[[ QUOTED PASSAGE, beginning ]]

I’ve got a surgery coming up on Monday, March 2nd, as I talked about in my last post, and since tomorrow will be largely dedicated to blood work and the weekend to getting a few last things done, I decided today to get my hair cut. I hadn’t done that since before GRL Atlanta, so a year and a half ago, and it had grown out long, past my shoulders, a symbol of how much I don’t care about myself or what people see when they look at me… more or less.
The problem is that in order to not care what others think of me, I have to choose not to care what I think about me. That’s a slippery slope. In a world in which many people refuse to simply let me be me without demanding explanations for why I’d “be like this,” it’s often simpler just to let things slide. To just stop wasting precious energy on appearances when the best I can hope for is to make someone wonder if I’m a man or a woman before defaulting back to “ma’am”.
When I showed Clancy a pic of my new haircut, her response was “looking good!” followed by, in further conversation, reminding me guys can have long hair too. It’s true, and it’s glorious, and I am the last person to deny my passion for long-haired men. Unf.
My answer, though?

[[ QUOTED PASSAGE, end ]]
[[ DATA, beginning ]]

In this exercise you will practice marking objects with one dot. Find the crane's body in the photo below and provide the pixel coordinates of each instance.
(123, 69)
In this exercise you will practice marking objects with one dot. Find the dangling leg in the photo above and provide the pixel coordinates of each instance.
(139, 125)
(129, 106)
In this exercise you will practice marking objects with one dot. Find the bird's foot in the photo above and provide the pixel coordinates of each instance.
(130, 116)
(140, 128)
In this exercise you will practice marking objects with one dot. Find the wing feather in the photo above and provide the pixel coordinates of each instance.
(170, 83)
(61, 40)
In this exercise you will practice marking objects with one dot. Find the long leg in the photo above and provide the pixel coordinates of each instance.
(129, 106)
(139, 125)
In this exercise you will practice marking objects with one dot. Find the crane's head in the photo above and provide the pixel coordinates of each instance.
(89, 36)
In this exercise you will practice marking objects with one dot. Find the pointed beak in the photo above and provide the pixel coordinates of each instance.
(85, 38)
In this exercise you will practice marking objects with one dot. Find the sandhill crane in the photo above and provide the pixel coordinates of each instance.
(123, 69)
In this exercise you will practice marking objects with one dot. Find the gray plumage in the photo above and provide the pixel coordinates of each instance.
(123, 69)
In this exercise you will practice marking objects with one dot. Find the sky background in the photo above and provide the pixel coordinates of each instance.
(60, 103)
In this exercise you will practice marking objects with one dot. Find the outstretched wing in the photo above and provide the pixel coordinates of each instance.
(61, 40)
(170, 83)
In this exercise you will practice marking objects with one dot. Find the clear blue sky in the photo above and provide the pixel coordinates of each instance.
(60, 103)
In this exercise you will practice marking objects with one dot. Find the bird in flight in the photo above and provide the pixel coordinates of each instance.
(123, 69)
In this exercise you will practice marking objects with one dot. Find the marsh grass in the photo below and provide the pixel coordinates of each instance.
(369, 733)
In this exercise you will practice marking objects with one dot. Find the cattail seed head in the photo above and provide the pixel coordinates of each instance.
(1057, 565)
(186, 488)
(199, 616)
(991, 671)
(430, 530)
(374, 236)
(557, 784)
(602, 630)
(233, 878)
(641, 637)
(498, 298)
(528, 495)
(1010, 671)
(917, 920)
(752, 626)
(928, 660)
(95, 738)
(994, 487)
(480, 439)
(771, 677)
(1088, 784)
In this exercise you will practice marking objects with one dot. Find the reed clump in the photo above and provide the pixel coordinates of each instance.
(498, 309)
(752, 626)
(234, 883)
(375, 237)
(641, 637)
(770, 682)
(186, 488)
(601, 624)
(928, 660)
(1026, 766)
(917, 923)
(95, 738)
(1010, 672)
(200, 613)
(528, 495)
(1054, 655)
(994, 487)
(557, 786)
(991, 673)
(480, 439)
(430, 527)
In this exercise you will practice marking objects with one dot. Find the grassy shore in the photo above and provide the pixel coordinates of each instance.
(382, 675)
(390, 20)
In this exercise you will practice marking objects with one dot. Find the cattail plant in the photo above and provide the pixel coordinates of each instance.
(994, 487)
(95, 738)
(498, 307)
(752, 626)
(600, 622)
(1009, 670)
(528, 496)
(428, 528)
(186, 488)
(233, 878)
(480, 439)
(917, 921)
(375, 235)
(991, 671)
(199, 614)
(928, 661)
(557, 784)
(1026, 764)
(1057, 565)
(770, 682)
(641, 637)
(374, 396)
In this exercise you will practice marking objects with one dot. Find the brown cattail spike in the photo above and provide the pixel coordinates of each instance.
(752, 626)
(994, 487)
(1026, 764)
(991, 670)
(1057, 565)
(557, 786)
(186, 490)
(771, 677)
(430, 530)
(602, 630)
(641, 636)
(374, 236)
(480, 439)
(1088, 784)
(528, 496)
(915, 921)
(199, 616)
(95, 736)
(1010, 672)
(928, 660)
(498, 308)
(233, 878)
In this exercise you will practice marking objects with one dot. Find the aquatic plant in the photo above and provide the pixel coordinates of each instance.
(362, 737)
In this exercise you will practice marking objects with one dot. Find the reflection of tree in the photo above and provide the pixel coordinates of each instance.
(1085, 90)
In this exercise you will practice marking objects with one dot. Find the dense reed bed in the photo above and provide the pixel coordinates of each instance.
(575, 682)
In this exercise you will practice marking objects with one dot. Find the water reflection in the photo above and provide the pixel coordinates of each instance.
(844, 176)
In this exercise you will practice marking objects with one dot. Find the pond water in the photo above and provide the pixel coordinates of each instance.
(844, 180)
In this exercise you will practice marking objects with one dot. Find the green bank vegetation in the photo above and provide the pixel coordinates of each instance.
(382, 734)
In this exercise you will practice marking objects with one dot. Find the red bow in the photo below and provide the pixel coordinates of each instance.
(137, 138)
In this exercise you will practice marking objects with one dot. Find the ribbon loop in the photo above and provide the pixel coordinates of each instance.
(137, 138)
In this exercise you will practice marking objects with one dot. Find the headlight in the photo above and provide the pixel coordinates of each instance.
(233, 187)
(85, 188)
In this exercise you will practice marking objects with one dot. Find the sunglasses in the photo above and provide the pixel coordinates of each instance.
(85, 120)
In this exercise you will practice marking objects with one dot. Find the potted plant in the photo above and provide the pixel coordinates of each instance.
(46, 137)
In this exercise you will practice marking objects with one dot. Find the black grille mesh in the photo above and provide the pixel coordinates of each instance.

[[ DATA, end ]]

## TASKS AND EXERCISES
1. Decide whether each statement agrees with the haircut post, answering yes or no and quoting the words of the post that settle it.
(a) The surgery is set for Monday, March 2nd.
(b) Before this cut, the writer's hair had last been cut about six months earlier.
(c) Clancy's first reply to the picture of the new haircut was a compliment.
2. Write the next part of the haircut post, beginning right after its last line.

## WRITTEN ANSWERS
1.
(a) Yes: "I’ve got a surgery coming up on Monday, March 2nd"
(b) No: "so a year and a half ago"
(c) Yes: "her response was “looking good!”"

2.
i prefer to look more butch for my own sanity. […] with long hair no one hesitates before they ma’am me. short hair i get that moment of “…is that–” and it’s good for my dysphoria. all the knowing “guys have long hair too” in the world doesn’t fix that deep down something in me is busted and gets wounded by people’s certainty i’m not a guy haha. if the best i can do is make them doubt for a minute, then i’ll take it. that’s sad, isn’t it? haha
The eternally awesome Clancy replied that it was more sad that it’s so important to people to know whether someone else is male or female. That it’s more sad that society trains us to categorize people–to define them–ourselves instead of just asking their pronouns.
Breaking out of the binary is desperately important, but not just for trans* individuals… Imagine how much more open our minds would be as a culture if our first thought on seeing someone else wasn’t “what’s in their undies?” but instead “how does that person see themself?”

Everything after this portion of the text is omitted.